■ **GIVEN TASK**
Can you quote the lines below exactly, starting at the line with "Spot the theatre" and going through the last one?

Records from a dataset:
::::

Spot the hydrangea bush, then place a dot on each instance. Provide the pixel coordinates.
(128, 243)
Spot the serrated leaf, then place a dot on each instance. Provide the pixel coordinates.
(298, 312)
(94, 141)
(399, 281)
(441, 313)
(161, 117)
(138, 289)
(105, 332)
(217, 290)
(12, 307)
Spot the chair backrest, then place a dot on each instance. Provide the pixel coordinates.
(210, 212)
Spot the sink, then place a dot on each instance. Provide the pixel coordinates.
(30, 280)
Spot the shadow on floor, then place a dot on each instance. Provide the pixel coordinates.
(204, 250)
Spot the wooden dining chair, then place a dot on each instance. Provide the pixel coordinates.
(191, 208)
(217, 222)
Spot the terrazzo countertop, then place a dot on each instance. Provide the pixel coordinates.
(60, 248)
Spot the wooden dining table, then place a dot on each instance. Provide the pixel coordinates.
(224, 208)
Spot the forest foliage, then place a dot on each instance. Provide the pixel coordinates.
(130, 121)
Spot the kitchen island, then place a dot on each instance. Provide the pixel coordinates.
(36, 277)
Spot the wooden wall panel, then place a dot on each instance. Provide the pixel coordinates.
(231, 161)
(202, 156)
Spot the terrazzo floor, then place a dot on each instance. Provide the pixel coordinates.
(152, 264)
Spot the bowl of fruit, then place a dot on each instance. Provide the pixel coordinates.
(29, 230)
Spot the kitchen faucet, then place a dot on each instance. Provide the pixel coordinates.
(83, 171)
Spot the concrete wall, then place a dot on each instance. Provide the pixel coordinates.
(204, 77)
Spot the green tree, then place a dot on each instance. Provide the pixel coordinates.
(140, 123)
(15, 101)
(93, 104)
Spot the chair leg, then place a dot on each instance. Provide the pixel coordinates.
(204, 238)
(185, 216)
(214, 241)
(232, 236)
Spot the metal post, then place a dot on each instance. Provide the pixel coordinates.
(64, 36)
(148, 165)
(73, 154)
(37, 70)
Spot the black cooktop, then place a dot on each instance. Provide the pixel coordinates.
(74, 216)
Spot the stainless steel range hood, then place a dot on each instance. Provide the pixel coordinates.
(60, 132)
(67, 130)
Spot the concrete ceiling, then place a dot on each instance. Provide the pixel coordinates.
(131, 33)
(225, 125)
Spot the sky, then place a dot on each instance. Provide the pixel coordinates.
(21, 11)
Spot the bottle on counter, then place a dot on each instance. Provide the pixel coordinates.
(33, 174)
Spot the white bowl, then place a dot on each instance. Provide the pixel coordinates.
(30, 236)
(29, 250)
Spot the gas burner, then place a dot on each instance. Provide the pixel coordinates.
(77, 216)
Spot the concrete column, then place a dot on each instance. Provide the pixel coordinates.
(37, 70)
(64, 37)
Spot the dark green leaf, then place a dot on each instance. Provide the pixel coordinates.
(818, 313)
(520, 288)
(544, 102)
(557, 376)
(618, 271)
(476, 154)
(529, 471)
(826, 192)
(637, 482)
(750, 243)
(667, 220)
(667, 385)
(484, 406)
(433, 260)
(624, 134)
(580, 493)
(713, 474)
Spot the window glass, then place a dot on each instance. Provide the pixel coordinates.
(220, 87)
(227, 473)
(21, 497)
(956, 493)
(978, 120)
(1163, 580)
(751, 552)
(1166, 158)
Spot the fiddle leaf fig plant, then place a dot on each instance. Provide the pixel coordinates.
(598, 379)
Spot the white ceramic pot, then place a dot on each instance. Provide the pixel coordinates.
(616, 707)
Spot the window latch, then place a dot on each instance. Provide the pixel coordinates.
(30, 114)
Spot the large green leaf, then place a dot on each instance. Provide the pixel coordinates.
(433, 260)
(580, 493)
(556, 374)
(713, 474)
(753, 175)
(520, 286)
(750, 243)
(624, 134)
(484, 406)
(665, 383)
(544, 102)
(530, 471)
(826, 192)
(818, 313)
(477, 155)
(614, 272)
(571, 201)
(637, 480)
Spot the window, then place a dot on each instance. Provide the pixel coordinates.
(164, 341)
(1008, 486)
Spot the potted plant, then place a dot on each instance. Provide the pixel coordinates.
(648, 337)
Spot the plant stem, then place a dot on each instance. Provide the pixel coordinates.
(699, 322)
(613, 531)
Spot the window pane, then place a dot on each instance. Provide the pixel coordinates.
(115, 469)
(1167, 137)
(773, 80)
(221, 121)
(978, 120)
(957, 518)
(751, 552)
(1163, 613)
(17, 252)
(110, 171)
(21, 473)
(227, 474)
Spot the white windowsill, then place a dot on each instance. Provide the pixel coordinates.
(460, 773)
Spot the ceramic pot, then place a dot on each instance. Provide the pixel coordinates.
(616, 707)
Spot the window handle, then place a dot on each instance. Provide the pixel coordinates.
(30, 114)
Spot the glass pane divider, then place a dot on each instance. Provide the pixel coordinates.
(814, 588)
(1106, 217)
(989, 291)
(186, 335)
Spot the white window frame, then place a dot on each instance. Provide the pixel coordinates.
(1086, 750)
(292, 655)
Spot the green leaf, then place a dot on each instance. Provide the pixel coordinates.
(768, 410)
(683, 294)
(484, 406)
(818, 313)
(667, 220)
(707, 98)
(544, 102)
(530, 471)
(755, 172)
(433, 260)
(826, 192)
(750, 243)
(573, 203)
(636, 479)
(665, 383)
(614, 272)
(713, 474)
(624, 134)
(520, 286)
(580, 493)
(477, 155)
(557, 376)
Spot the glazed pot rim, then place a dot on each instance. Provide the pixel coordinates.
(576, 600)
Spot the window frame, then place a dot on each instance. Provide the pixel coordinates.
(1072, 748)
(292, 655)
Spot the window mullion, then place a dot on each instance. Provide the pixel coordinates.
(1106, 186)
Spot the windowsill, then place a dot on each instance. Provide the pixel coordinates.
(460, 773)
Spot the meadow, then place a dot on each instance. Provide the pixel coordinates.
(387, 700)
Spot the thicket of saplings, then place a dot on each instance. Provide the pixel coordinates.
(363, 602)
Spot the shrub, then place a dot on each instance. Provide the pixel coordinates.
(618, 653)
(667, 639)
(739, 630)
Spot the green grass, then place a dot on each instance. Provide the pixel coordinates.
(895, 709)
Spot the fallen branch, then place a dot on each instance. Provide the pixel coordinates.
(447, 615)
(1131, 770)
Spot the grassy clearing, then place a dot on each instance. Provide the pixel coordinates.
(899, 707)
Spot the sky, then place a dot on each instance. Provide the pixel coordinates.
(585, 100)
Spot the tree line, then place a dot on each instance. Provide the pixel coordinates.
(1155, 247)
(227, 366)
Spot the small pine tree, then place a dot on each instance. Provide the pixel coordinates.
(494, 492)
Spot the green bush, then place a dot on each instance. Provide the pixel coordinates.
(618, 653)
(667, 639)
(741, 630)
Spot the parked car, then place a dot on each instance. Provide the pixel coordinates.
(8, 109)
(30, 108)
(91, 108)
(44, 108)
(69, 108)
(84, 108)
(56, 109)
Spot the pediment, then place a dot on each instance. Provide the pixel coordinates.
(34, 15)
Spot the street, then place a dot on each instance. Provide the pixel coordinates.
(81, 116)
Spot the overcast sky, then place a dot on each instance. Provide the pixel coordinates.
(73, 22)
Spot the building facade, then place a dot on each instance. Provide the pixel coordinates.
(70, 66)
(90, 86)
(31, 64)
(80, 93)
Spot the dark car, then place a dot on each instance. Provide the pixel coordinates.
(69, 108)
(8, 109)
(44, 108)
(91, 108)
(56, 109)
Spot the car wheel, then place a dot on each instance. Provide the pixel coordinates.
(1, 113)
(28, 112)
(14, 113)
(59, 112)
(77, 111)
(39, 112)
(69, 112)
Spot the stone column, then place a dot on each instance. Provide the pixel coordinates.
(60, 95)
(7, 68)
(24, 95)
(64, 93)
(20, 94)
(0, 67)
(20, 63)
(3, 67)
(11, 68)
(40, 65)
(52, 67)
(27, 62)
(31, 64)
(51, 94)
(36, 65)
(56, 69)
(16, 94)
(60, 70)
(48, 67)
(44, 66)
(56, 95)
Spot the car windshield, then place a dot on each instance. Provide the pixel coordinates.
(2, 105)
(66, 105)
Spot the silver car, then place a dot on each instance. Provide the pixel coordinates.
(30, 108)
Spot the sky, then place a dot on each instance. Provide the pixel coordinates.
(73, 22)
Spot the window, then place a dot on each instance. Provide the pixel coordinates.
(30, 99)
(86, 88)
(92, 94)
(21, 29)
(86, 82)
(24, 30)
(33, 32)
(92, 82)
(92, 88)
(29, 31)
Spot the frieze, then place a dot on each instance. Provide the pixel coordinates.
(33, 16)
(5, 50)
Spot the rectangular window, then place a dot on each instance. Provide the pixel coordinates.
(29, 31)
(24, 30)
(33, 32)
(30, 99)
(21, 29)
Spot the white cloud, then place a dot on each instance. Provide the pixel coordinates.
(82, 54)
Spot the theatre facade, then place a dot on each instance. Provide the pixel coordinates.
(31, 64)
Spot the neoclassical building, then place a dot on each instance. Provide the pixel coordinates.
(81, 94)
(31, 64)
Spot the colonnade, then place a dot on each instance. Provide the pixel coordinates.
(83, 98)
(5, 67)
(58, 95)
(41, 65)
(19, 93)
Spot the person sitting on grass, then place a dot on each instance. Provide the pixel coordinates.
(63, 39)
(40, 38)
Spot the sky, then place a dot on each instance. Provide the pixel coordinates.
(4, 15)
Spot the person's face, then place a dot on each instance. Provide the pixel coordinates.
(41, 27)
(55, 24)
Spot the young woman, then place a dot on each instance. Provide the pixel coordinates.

::::

■ **ANSWER**
Spot the theatre facade, then place a dot on each instance. Provide the pixel coordinates.
(31, 64)
Spot the neoclassical building, then place a dot on each instance. Provide the pixel coordinates.
(81, 94)
(31, 64)
Spot the colonnade, then place a dot on each instance. Provide the pixel coordinates.
(83, 98)
(5, 67)
(58, 95)
(41, 65)
(19, 93)
Spot the person sitting on grass, then place a dot on each instance. Provide the pixel coordinates.
(63, 39)
(40, 38)
Spot the sky, then place a dot on each instance. Provide the pixel coordinates.
(4, 15)
Spot the person's face, then place a dot on each instance. Provide the pixel coordinates.
(41, 27)
(55, 24)
Spot the young woman, then place a dot on each instance. Provide the pixel coordinates.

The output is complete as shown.